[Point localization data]
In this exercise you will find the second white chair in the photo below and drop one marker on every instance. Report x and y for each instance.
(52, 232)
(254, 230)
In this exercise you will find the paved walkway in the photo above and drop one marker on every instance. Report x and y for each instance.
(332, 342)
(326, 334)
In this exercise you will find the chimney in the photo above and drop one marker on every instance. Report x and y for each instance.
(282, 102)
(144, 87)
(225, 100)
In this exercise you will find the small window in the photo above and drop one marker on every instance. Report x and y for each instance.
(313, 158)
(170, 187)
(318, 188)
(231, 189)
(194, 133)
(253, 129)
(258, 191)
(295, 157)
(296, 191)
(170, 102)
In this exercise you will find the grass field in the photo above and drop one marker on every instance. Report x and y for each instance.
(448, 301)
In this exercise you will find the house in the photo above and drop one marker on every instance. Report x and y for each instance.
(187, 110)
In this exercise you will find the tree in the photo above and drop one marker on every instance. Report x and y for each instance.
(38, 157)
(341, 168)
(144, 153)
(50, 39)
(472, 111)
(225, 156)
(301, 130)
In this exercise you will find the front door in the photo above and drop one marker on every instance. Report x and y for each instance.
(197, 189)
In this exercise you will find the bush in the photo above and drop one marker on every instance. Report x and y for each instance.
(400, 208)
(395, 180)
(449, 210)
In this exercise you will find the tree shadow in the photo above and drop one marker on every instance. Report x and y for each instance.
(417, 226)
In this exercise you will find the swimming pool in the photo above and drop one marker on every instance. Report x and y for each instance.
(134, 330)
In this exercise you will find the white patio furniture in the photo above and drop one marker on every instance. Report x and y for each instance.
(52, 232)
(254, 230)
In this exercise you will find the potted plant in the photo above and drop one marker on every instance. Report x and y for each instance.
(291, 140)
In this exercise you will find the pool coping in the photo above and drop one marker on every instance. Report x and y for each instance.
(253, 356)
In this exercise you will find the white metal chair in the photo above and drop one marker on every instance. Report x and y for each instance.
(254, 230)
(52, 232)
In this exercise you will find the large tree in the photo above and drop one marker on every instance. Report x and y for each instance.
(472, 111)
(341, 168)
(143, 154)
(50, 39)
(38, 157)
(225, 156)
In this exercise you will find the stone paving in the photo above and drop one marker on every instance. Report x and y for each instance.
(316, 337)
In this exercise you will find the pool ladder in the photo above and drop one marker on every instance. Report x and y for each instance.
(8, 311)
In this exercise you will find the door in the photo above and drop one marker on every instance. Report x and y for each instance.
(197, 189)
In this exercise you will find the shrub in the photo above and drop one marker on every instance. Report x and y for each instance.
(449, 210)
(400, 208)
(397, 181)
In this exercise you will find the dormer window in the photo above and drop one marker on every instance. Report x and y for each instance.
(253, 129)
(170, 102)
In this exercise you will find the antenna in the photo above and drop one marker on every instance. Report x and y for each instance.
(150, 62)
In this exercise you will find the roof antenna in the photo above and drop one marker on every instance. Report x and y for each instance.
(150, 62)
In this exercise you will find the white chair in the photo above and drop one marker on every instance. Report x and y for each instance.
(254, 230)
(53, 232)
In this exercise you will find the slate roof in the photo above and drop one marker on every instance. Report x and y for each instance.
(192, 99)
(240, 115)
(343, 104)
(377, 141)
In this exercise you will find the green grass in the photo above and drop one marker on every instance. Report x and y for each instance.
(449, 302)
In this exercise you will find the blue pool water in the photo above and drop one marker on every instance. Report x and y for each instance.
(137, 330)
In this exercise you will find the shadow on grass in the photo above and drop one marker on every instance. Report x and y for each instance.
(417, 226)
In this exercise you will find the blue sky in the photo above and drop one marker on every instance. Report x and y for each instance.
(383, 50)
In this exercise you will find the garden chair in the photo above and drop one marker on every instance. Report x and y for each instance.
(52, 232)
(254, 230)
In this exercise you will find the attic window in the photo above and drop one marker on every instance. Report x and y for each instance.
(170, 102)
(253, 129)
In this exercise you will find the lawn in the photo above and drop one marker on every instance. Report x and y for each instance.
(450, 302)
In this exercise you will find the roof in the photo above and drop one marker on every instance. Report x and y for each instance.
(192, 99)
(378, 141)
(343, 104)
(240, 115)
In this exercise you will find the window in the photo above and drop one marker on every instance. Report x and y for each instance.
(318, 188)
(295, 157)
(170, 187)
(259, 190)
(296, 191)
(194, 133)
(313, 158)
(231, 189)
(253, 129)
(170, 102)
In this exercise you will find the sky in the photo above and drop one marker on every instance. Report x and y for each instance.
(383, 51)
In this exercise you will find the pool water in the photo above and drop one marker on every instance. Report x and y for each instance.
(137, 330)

▸ **ABOUT THIS EXERCISE**
Each record is to be transcribed exactly and in full.

▸ **RESPONSE BOX**
In this exercise you will find the second white chair in the photo below and drop one marker on every instance. Report x and y for each instance.
(52, 232)
(254, 230)
In this exercise you will find the paved walkway in the photo above and drop one marker on every instance. Report x and y for each instance.
(332, 342)
(326, 334)
In this exercise you will find the chimney in the photo above and drop one marker on every instance. Report x and y for each instance.
(282, 102)
(144, 87)
(225, 100)
In this exercise you will find the small window in the photo above and drop one marker on every instance. Report x and y for each instance.
(313, 158)
(170, 187)
(318, 188)
(231, 189)
(194, 133)
(253, 129)
(258, 191)
(295, 157)
(296, 191)
(170, 102)
In this exercise you will find the grass field in the photo above and drop one marker on every instance. Report x and y for each instance.
(448, 301)
In this exercise you will find the house in the photo above and drop one marker on every instance. Report x and y for each instance.
(187, 110)
In this exercise you will find the tree in the photo above and drop one marker on every instance. Report x and y for each instance.
(38, 157)
(341, 168)
(144, 153)
(50, 39)
(472, 111)
(225, 156)
(301, 130)
In this exercise you will find the front door in the photo above and drop one marker on every instance. Report x and y for each instance.
(197, 189)
In this exercise you will find the bush in the photo above and drop one marker on every instance. Report x and y for each instance.
(400, 208)
(395, 180)
(449, 210)
In this exercise you will find the tree shadow in the photo above and drop one marker on every instance. Report x and y for each instance.
(417, 226)
In this exercise you will find the swimming pool in the photo above and drop one marker on every instance. Report x and y for each instance.
(134, 330)
In this exercise you will find the white patio furniture in the photo above and drop one marker on every instance. Report x and y for each instance.
(52, 232)
(254, 230)
In this exercise you will find the potted plant in the photo above and drop one marker on every instance. Report x and y for each instance.
(291, 140)
In this exercise you will find the pool coping in the photo above and drop one marker on every instance. Report x and y for each instance.
(253, 356)
In this exercise you will find the white metal chair in the photo above and drop one marker on every instance. Report x and y for each instance.
(254, 230)
(52, 232)
In this exercise you will find the large tree in the photo above and drop one marker on every instance. Report x and y for each instance.
(472, 111)
(341, 168)
(143, 154)
(50, 39)
(38, 157)
(225, 156)
In this exercise you will find the stone paving in the photo above and drop one marker on every instance. Report x and y for each instance.
(316, 337)
In this exercise you will find the pool ladder in the photo above and drop one marker on every instance. Report x and y for each instance.
(8, 311)
In this exercise you will find the door in the photo above and drop one marker on every instance. Report x and y for each instance.
(197, 189)
In this exercise you will find the shrub in the photo above and drop one marker on every instance. Report x and y for each instance.
(449, 210)
(400, 208)
(397, 181)
In this exercise you will find the dormer window in the photo above and drop one marker on every instance. Report x and y for each instance.
(253, 129)
(170, 102)
In this exercise you will find the antenna in the photo above and drop one marker on every instance. Report x and y for each instance.
(150, 62)
In this exercise you will find the roof antenna in the photo above and drop one marker on every instance. Report x and y for each instance.
(150, 62)
In this exercise you will find the white chair in the photo above and drop one marker on every instance. Report x and y for each instance.
(254, 230)
(53, 232)
In this exercise you will find the slate roof in the photo above and drop one marker on every instance. Report x and y for each instance.
(192, 99)
(240, 115)
(343, 104)
(377, 141)
In this exercise you will find the green grass in the photo above and drop one marker on every instance. Report x and y for each instance.
(449, 302)
In this exercise you will find the blue pool water in the photo above and drop one marker on every instance. Report x and y for each instance.
(137, 330)
In this exercise you will find the shadow on grass in the photo above and drop one marker on every instance. Report x and y for each instance.
(417, 226)
In this exercise you will find the blue sky in the photo above and drop one marker on every instance. Report x and y for each instance.
(383, 50)
In this exercise you will find the garden chair in the photo above and drop one marker on every instance. Report x and y for each instance.
(52, 232)
(254, 230)
In this exercise you will find the attic window in the photo above and drop one marker on every instance. Report x and y for each instance.
(170, 102)
(253, 129)
In this exercise you will find the lawn in the photo above and drop one marker on every instance. Report x and y for each instance.
(450, 302)
In this exercise you will find the roof in the photo above and drop one marker on every instance. Report x and y for each instance.
(192, 99)
(378, 141)
(343, 104)
(240, 115)
In this exercise you will find the window in the photo above and drop one marker on every instance. Report x and y for each instance.
(318, 188)
(295, 157)
(170, 187)
(259, 190)
(296, 191)
(194, 133)
(313, 158)
(231, 189)
(253, 129)
(170, 102)
In this exercise you will find the sky in the photo above and drop one marker on every instance. Report x and y for each instance.
(383, 51)
In this exercise you will find the pool water in the photo above and drop one marker on every instance. Report x and y for each instance.
(137, 330)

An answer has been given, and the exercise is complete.